— Work to be completed —
With pictures removed, the data below should be returned exactly.

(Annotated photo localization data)
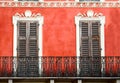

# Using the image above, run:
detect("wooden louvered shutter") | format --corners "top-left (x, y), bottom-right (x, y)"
top-left (80, 22), bottom-right (89, 57)
top-left (18, 22), bottom-right (27, 57)
top-left (28, 22), bottom-right (39, 76)
top-left (80, 21), bottom-right (91, 76)
top-left (91, 21), bottom-right (101, 76)
top-left (17, 21), bottom-right (39, 77)
top-left (29, 22), bottom-right (38, 57)
top-left (80, 21), bottom-right (101, 76)
top-left (17, 22), bottom-right (27, 76)
top-left (91, 21), bottom-right (100, 57)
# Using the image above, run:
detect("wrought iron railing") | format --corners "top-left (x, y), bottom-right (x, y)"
top-left (0, 56), bottom-right (120, 77)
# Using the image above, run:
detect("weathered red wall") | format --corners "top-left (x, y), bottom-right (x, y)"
top-left (0, 8), bottom-right (120, 56)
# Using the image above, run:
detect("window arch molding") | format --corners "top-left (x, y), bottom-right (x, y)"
top-left (75, 10), bottom-right (105, 75)
top-left (12, 10), bottom-right (44, 76)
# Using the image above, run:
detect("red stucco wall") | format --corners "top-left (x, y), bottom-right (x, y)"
top-left (0, 8), bottom-right (120, 56)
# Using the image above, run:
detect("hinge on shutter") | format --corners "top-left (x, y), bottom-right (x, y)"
top-left (38, 48), bottom-right (40, 50)
top-left (17, 23), bottom-right (18, 26)
top-left (38, 24), bottom-right (39, 27)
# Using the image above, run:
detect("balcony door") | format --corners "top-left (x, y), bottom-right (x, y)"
top-left (17, 21), bottom-right (39, 77)
top-left (80, 21), bottom-right (101, 76)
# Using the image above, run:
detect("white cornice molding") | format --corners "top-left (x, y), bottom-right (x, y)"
top-left (75, 10), bottom-right (105, 24)
top-left (13, 10), bottom-right (43, 76)
top-left (0, 1), bottom-right (120, 7)
top-left (13, 10), bottom-right (43, 25)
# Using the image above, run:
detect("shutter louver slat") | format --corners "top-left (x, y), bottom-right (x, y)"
top-left (19, 40), bottom-right (26, 56)
top-left (92, 22), bottom-right (100, 36)
top-left (29, 40), bottom-right (38, 56)
top-left (29, 22), bottom-right (38, 57)
top-left (92, 40), bottom-right (100, 57)
top-left (81, 40), bottom-right (89, 56)
top-left (81, 22), bottom-right (88, 37)
top-left (30, 23), bottom-right (37, 37)
top-left (19, 23), bottom-right (26, 37)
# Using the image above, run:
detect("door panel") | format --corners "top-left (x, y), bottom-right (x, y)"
top-left (17, 21), bottom-right (39, 77)
top-left (80, 21), bottom-right (101, 76)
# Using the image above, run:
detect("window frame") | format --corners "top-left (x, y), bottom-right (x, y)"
top-left (13, 10), bottom-right (43, 76)
top-left (75, 10), bottom-right (105, 75)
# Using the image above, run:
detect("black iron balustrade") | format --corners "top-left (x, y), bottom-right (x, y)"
top-left (0, 56), bottom-right (120, 77)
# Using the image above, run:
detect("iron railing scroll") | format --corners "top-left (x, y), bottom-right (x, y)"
top-left (0, 56), bottom-right (120, 77)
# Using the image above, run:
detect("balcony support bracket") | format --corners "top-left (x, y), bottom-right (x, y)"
top-left (8, 80), bottom-right (13, 83)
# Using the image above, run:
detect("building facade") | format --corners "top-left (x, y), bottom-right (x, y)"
top-left (0, 0), bottom-right (120, 83)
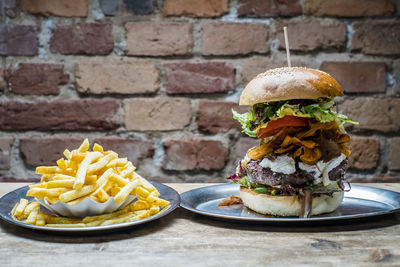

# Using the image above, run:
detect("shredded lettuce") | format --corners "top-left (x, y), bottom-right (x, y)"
top-left (233, 98), bottom-right (358, 137)
top-left (230, 176), bottom-right (254, 188)
top-left (254, 102), bottom-right (282, 121)
top-left (232, 109), bottom-right (257, 138)
top-left (301, 103), bottom-right (358, 124)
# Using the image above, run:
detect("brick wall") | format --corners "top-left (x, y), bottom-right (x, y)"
top-left (0, 0), bottom-right (399, 183)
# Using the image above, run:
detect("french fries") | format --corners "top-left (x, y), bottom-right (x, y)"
top-left (12, 139), bottom-right (170, 227)
top-left (12, 198), bottom-right (168, 227)
top-left (14, 198), bottom-right (29, 217)
top-left (26, 139), bottom-right (167, 205)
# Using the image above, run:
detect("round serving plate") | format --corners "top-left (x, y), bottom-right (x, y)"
top-left (180, 184), bottom-right (400, 223)
top-left (0, 181), bottom-right (180, 233)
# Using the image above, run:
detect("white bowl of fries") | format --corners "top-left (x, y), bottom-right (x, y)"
top-left (24, 139), bottom-right (169, 221)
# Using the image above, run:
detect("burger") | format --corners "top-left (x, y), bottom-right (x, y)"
top-left (229, 67), bottom-right (357, 217)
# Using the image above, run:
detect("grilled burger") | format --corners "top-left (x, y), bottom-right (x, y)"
top-left (229, 67), bottom-right (358, 217)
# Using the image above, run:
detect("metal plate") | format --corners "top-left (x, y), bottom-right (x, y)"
top-left (0, 182), bottom-right (180, 233)
top-left (180, 184), bottom-right (400, 223)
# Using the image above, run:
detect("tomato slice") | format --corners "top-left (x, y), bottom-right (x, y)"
top-left (256, 116), bottom-right (309, 139)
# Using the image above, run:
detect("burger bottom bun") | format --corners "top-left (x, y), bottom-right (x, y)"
top-left (240, 187), bottom-right (344, 217)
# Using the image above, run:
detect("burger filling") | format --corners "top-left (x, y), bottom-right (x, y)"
top-left (233, 98), bottom-right (357, 138)
top-left (229, 97), bottom-right (357, 217)
top-left (233, 153), bottom-right (348, 196)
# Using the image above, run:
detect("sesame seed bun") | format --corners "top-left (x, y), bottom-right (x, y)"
top-left (239, 67), bottom-right (343, 106)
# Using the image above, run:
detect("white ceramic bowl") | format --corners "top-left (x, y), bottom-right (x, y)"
top-left (37, 195), bottom-right (135, 218)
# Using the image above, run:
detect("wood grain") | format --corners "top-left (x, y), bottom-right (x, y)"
top-left (1, 183), bottom-right (399, 266)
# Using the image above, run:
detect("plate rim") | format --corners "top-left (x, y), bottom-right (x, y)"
top-left (180, 184), bottom-right (400, 223)
top-left (0, 181), bottom-right (180, 232)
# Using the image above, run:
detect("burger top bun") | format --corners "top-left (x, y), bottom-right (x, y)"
top-left (239, 67), bottom-right (343, 106)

— Response —
# Using the image above, run:
detect("wooden louvered shutter") | format --corners "top-left (x, y), bottom-right (x, y)"
top-left (80, 22), bottom-right (89, 57)
top-left (18, 22), bottom-right (27, 57)
top-left (28, 22), bottom-right (39, 76)
top-left (80, 21), bottom-right (91, 76)
top-left (91, 21), bottom-right (101, 76)
top-left (17, 21), bottom-right (39, 77)
top-left (29, 22), bottom-right (38, 57)
top-left (80, 21), bottom-right (101, 76)
top-left (17, 22), bottom-right (27, 76)
top-left (91, 21), bottom-right (100, 57)
# Using the image above, run:
detect("wrought iron railing") | format --corners "top-left (x, y), bottom-right (x, y)"
top-left (0, 56), bottom-right (120, 77)
# Using the image above, run:
detect("weathered red wall") | format --corners "top-left (x, y), bottom-right (x, y)"
top-left (0, 8), bottom-right (120, 56)
# Using the image above, run:
detect("window arch molding") | format --corners "top-left (x, y), bottom-right (x, y)"
top-left (75, 10), bottom-right (105, 75)
top-left (12, 10), bottom-right (44, 76)
# Using the image above, run:
detect("red stucco wall") | format --corners "top-left (x, y), bottom-right (x, y)"
top-left (0, 8), bottom-right (120, 56)
# Using the image above, run:
detect("hinge on shutter") | format --corners "top-left (x, y), bottom-right (x, y)"
top-left (38, 48), bottom-right (40, 50)
top-left (17, 23), bottom-right (18, 26)
top-left (38, 24), bottom-right (39, 27)
# Using the image above, run:
detect("balcony door") | format --corners "top-left (x, y), bottom-right (x, y)"
top-left (17, 21), bottom-right (39, 77)
top-left (80, 21), bottom-right (101, 76)
# Using the image above, run:
detect("white cornice molding") | format --corners "top-left (x, y), bottom-right (x, y)"
top-left (75, 10), bottom-right (105, 24)
top-left (13, 10), bottom-right (43, 76)
top-left (0, 1), bottom-right (120, 7)
top-left (13, 10), bottom-right (43, 25)
# Using the image above, run:
detect("shutter louver slat") | format --corners "top-left (x, y), bottom-right (x, y)"
top-left (19, 40), bottom-right (26, 56)
top-left (92, 22), bottom-right (100, 36)
top-left (29, 40), bottom-right (38, 56)
top-left (29, 22), bottom-right (38, 57)
top-left (92, 40), bottom-right (100, 57)
top-left (81, 40), bottom-right (89, 56)
top-left (81, 22), bottom-right (88, 37)
top-left (30, 23), bottom-right (37, 37)
top-left (19, 23), bottom-right (26, 37)
# Using the image above, run:
detect("door panel") | format --corners "top-left (x, y), bottom-right (x, y)"
top-left (17, 21), bottom-right (39, 77)
top-left (80, 21), bottom-right (101, 76)
# Using the image above, run:
detect("window frame") | format --corners "top-left (x, y), bottom-right (x, y)"
top-left (13, 10), bottom-right (43, 76)
top-left (75, 10), bottom-right (105, 75)
# Using the image above, run:
detect("black iron balustrade") | format --corners "top-left (x, y), bottom-right (x, y)"
top-left (0, 56), bottom-right (120, 77)
# Using the image above, run:
detect("iron railing scroll") | format --corners "top-left (x, y), bottom-right (x, y)"
top-left (0, 56), bottom-right (120, 77)
# Using the image above, run:
detect("balcony support bracket") | format --corners "top-left (x, y), bottom-right (x, y)"
top-left (8, 80), bottom-right (13, 83)
# Using the image above, run:
detect("building facade") | format --corners "top-left (x, y), bottom-right (x, y)"
top-left (0, 0), bottom-right (120, 83)

# Using the image above, run:
detect("shredded lettuce") | format --corners "top-left (x, y), bottom-right (x, y)"
top-left (233, 98), bottom-right (358, 137)
top-left (230, 176), bottom-right (254, 188)
top-left (254, 102), bottom-right (282, 121)
top-left (232, 109), bottom-right (257, 138)
top-left (301, 103), bottom-right (358, 124)
# Using the image above, run:
detect("brick wall") | format --corners "top-left (x, y), bottom-right (x, y)"
top-left (0, 0), bottom-right (399, 183)
# Using the image above, run:
detect("french fries") | format --corners "top-left (x, y), bottom-right (x, y)"
top-left (12, 139), bottom-right (170, 227)
top-left (12, 198), bottom-right (168, 227)
top-left (14, 198), bottom-right (29, 217)
top-left (26, 139), bottom-right (167, 205)
# Using the image above, run:
detect("round serving plate") | format --corners "top-left (x, y), bottom-right (x, y)"
top-left (180, 184), bottom-right (400, 223)
top-left (0, 181), bottom-right (180, 233)
# Using the image above, run:
detect("white bowl of fries") | format --corners "top-left (x, y), bottom-right (x, y)"
top-left (24, 139), bottom-right (169, 221)
# Using the image above, run:
detect("burger") | format --corners "top-left (x, y), bottom-right (x, y)"
top-left (229, 67), bottom-right (357, 217)
# Using the image above, run:
detect("grilled burger") | format --corners "top-left (x, y), bottom-right (x, y)"
top-left (229, 67), bottom-right (358, 217)
# Using the image above, run:
detect("metal plate") | format --corners "top-left (x, y), bottom-right (x, y)"
top-left (0, 182), bottom-right (180, 233)
top-left (180, 184), bottom-right (400, 223)
# Using the image above, run:
detect("tomato slice") | format --corners "top-left (x, y), bottom-right (x, y)"
top-left (256, 116), bottom-right (309, 139)
# Using the image above, run:
detect("burger bottom bun") | format --corners "top-left (x, y), bottom-right (x, y)"
top-left (240, 187), bottom-right (344, 217)
# Using the image above, run:
detect("burger filling") | format --corners "top-left (x, y), bottom-right (x, y)"
top-left (233, 98), bottom-right (357, 138)
top-left (229, 97), bottom-right (357, 217)
top-left (233, 153), bottom-right (348, 196)
# Using the image above, run:
detect("sesame seed bun") | format --corners "top-left (x, y), bottom-right (x, y)"
top-left (239, 67), bottom-right (343, 106)
# Using the image above, run:
detect("white ceramic bowl") | format --corners "top-left (x, y), bottom-right (x, y)"
top-left (37, 195), bottom-right (135, 218)
# Using the image above, run:
detect("wood grain") | format --corners "top-left (x, y), bottom-right (x, y)"
top-left (1, 183), bottom-right (399, 266)
# Using the image above, run:
detect("plate rim") | format --corners "top-left (x, y), bottom-right (x, y)"
top-left (180, 184), bottom-right (400, 223)
top-left (0, 181), bottom-right (180, 232)
# Using the image above, run:
detect("burger top bun") | format --corners "top-left (x, y), bottom-right (x, y)"
top-left (239, 67), bottom-right (343, 106)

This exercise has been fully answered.